◆ **Exercise aim**:
While copying the entries exactly, leave out each picture they contain.

Point-per-instance localization data
▬▬▬▬▬▬▬▬▬▬

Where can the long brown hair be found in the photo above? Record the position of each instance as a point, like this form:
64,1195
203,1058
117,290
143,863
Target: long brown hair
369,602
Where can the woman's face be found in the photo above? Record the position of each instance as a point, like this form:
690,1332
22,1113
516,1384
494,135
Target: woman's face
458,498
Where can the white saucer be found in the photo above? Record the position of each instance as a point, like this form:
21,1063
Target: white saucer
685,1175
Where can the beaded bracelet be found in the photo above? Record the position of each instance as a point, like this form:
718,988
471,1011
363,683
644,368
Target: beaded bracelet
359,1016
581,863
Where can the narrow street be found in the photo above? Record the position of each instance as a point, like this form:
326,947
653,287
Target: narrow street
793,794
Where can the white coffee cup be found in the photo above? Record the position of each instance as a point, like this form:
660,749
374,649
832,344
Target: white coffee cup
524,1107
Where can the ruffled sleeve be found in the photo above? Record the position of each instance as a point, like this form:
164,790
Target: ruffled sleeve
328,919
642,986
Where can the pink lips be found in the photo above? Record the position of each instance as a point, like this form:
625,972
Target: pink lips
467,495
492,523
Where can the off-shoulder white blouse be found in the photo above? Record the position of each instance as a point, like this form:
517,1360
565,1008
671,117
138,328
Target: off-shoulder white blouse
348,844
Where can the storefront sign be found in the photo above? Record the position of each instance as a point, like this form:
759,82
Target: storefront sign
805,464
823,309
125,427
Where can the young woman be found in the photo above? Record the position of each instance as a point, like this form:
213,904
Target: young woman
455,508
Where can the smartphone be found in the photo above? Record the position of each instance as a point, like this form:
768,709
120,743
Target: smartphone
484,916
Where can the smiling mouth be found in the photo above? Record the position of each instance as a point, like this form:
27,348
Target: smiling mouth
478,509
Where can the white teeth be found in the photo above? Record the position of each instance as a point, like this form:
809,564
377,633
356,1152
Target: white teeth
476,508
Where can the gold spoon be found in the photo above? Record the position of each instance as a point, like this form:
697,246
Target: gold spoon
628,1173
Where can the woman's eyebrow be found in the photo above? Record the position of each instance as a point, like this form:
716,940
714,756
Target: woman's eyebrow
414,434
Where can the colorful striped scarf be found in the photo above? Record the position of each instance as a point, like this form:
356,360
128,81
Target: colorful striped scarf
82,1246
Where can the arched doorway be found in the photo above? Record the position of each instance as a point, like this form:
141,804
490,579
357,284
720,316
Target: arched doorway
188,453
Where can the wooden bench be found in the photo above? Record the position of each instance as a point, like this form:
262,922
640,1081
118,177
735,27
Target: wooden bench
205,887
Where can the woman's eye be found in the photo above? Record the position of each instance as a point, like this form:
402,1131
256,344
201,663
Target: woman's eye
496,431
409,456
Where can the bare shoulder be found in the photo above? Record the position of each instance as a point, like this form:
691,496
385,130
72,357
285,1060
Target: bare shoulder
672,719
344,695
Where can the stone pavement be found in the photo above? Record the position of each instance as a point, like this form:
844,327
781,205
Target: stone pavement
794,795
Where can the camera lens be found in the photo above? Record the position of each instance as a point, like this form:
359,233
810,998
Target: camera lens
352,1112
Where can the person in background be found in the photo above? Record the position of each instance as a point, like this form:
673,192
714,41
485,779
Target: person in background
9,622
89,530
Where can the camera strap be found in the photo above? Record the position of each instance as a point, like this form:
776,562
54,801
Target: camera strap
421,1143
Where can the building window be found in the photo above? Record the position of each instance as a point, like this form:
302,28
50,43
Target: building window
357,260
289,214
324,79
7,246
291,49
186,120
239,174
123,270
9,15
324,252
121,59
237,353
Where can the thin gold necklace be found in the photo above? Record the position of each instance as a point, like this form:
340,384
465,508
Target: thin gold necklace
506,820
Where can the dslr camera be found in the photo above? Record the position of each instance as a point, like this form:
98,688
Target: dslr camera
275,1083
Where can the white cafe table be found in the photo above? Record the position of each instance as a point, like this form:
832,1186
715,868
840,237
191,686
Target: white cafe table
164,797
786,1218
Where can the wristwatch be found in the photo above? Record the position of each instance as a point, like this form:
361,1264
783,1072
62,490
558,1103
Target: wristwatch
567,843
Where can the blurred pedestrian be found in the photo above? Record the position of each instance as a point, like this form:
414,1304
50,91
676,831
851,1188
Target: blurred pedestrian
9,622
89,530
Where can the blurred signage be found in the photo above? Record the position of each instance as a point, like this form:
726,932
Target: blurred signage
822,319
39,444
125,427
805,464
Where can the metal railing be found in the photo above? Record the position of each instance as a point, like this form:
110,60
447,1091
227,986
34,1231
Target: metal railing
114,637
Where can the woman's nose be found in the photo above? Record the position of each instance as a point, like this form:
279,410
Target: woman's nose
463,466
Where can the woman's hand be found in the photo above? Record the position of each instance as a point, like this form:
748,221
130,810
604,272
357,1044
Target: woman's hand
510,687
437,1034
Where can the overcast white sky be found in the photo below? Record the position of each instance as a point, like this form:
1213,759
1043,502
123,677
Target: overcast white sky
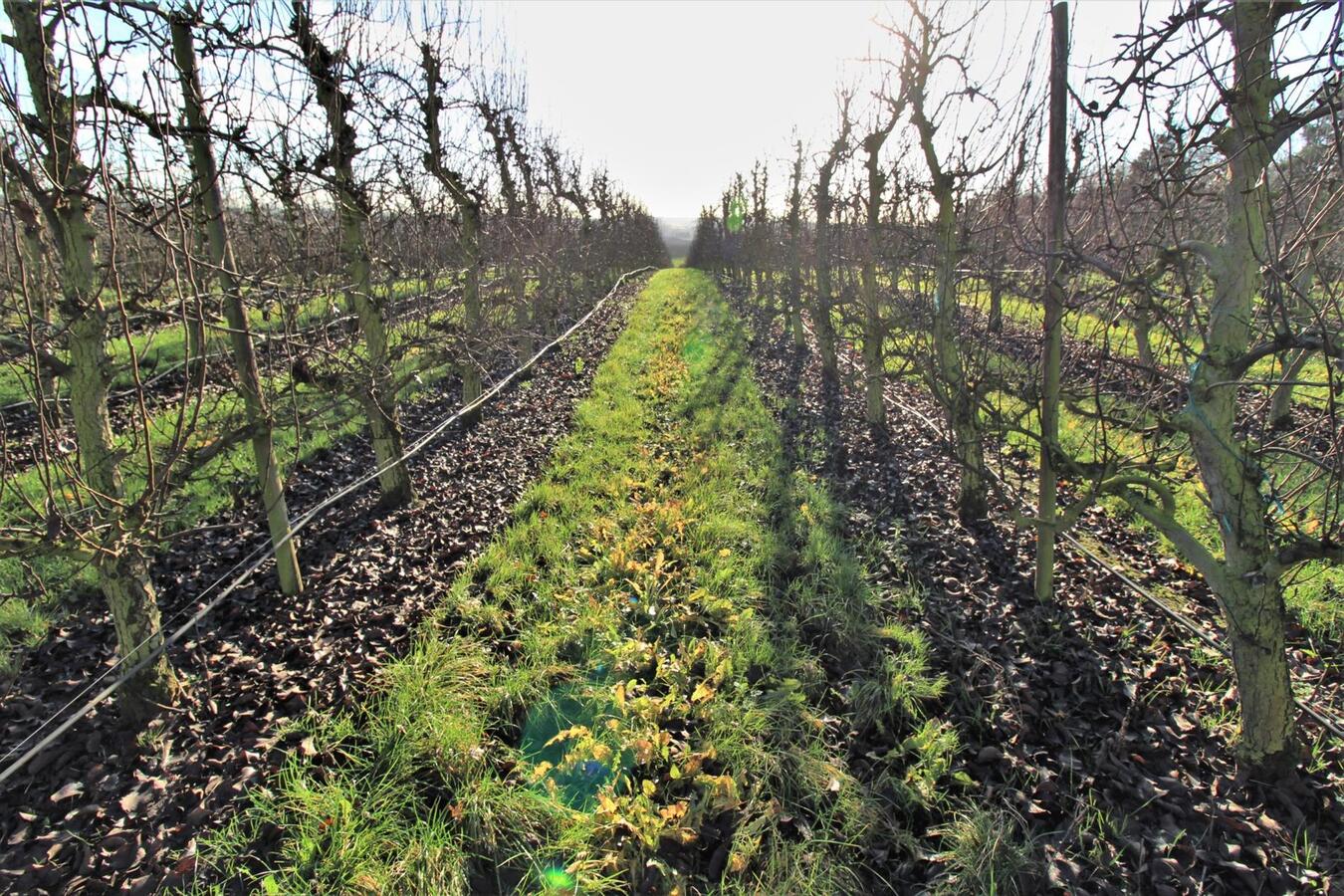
675,97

▬▬▬▬▬▬▬▬▬▬

◆ **Output for this task**:
Where can the long brown hair be found in the photo above? Record the position of each instance as a point, like this form:
64,1195
203,1058
117,290
143,863
Target: long brown hair
369,602
Where can the woman's face be found in the photo above? Record the position of each instance as a point, like this form:
690,1332
22,1113
516,1384
494,135
Target: woman's face
458,498
Where can the white saucer be found in the photo above? Record the position of each instance as a point, like this form:
21,1063
Target: white saucer
685,1175
Where can the beaded bracelet be found in the photo above? Record the position of each instance as a point, like this form:
718,988
471,1011
363,683
644,368
Target: beaded bracelet
359,1016
581,863
Where can the narrow street be found in the photo above? Record the position of each instance as a point, like this form:
326,947
653,287
Target: narrow street
793,794
Where can the white coffee cup be found in the photo above? Record the position of each instance as a point, like this form:
660,749
374,649
832,344
Target: white coffee cup
524,1107
Where can the ruffled sleeve be found in the photo above? Record the position of each instance as a point, like this form:
164,790
Target: ruffled sleeve
328,919
642,986
Where can the pink lips be found in the photo above? Record the position of each instance as a point, like this form:
625,972
Target: pink lips
467,495
492,523
Where can the off-shoulder white blouse be found in the photo above? Record the position of each instance as a point, like this form:
517,1360
565,1008
671,117
138,328
Target: off-shoulder white blouse
348,844
Where can the storefront sign be found in the photo above? Record the position of each instance as a point, like this form:
759,82
Target: storefront sign
805,464
823,309
125,427
Where can the young woman be found in the photo above? Record the position of each instance as a point, like this form:
213,904
Target: young woman
455,508
Where can the smartphone be found in the photo above? Record the position of each instance as a point, like this form:
768,709
120,743
Target: smartphone
484,916
Where can the smiling mouth be found in the photo above? Record the position of each instance as a point, like this form:
27,348
Target: smiling mouth
478,509
Where can the white teeth be found in the photo above? Record the position of each instance as a point, like this form:
809,564
377,633
356,1152
Target: white teeth
476,508
Where can the gold spoon be found in the photo above? Record the position of each instance as a point, like this form:
697,246
Target: gold spoon
628,1173
Where can the woman's eyebrow be found in the photo above? Record the position of each instance as a point, like this form:
716,940
714,756
Target: woman's eyebrow
414,434
Where can the colorful striped scarf be found in the photo above? Record the position of each instance as a point, like this form:
356,360
128,81
Target: colorful striped scarf
82,1246
Where can the arched doorway be found in the photo above? Record the position of each instance as a point, like this form:
141,804
490,579
357,284
720,316
Target: arched doorway
188,453
Where can the wooden bench be found in the photo above? Record the position of each instance as a point, like this form:
262,922
640,1081
118,177
735,27
Target: wooden bench
205,887
Where can the woman's eye be found in the photo above? Record the position of each instance as a point, like this form:
402,1131
256,344
201,663
Target: woman's eye
496,431
409,456
Where can the bare shoulder be found in the photo above? Record the position of each instance as a point, like this form:
691,496
385,130
72,357
285,1060
Target: bare shoulder
672,719
344,695
Where can the stone pavement be found in the photo above? Record the position of each instance as a point, like this form:
844,327
781,205
Target: stone pavement
794,795
Where can the camera lens be found in the photo above? Record the position of each instance as a point, like this form:
359,233
810,998
Target: camera lens
352,1112
Where can the person in background be found in the photo above? Record the position of each instance as a point, like this form:
673,192
714,41
485,779
Target: person in background
9,622
89,530
Where can the camera strap be found in the photo above? Record the position of each instance as a point, like this form:
776,562
54,801
Target: camera strap
421,1143
Where can the building window be found in the photo above? Record the position of each instance as a point, like this form:
302,28
50,43
Target: building window
357,260
289,214
324,79
7,246
291,49
186,120
239,174
123,270
9,15
324,252
121,59
237,353
Where can the thin gold necklace be found in the photo above? Record the position of each instance as a point, like this form:
340,384
465,508
Target: thin gold necklace
506,820
Where can the dslr camera be found in the photo above? Record the position of each instance as a point, like this form:
98,688
Target: dslr camera
275,1083
Where can the white cafe table be found in the photo above? Record the position of each instance as a point, like this form:
832,1186
715,868
840,237
191,686
Target: white cafe table
164,797
786,1218
Where can the wristwatch be found in the photo above? Record the position of each instance as a point, like this form:
361,1264
783,1072
62,490
558,1103
Target: wristwatch
567,843
Where can the blurred pedestrian be found in the photo above? Record the position of each instance as a point, like this form:
414,1304
50,91
676,831
851,1188
Target: blurred pedestrian
9,622
89,530
Where can the blurred signage be found in the photo above? Record the position of each instance as a point, like this form:
726,932
Target: blurred signage
822,319
39,444
125,427
805,464
Where can the metal railing be found in the photo above? Record the position of each instance as a point, like this form:
110,60
447,1091
227,986
34,1231
Target: metal railing
114,637
Where can the woman's nose be found in the photo above? Record the position of each instance as a point, like this form:
279,410
Target: woman's nose
463,466
Where can the woman's hand be found in the photo above? Record the position of each instance as a point, like this form:
748,221
130,810
604,272
357,1044
Target: woman's hand
510,687
437,1034
Where can the overcast white sky be found in the photo below? Record the position of each instance as a point, like this form:
1213,759
1043,502
123,677
Target: overcast white sky
675,97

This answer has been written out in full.